Problem to solve -
Transcribe the records from the line containing "Tag every low" onward, up to and including the final line, exactly and without anything else.

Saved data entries
• • •

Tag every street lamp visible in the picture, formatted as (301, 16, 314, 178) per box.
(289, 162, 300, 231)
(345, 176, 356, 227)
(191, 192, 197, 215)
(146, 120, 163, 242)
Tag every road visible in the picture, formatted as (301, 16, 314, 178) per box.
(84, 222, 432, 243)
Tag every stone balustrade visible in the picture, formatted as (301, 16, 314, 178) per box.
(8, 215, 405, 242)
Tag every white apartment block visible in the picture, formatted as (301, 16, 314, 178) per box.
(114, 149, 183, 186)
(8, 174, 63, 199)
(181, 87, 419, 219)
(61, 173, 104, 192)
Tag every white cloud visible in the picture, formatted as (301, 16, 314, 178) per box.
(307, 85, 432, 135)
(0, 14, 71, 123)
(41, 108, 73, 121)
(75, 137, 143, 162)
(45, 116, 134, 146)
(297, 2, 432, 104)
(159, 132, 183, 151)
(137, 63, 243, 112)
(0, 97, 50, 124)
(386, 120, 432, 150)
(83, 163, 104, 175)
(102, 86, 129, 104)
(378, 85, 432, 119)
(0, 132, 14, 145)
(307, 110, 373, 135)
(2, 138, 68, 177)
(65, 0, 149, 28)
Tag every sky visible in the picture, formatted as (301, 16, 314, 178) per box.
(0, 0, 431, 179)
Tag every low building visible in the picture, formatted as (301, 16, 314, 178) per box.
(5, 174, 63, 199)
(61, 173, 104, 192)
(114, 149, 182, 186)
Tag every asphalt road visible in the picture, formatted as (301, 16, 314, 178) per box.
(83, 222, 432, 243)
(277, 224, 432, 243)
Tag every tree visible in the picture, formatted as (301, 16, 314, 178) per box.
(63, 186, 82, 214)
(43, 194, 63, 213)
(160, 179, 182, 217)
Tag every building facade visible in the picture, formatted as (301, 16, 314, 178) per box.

• • •

Result below -
Tag every low building visible in the picture, formatted as (301, 16, 314, 178) per box.
(5, 174, 63, 199)
(61, 173, 104, 192)
(114, 149, 182, 186)
Tag every asphalt road visible in the picture, formatted as (301, 16, 314, 178) per box.
(83, 222, 432, 243)
(277, 224, 432, 243)
Tag every tree visible in the picture, formatted as (301, 16, 314, 178) per box.
(63, 186, 82, 214)
(43, 194, 63, 213)
(160, 179, 182, 217)
Tag every building facade visible in the picture, formatted as (301, 16, 314, 178) per box.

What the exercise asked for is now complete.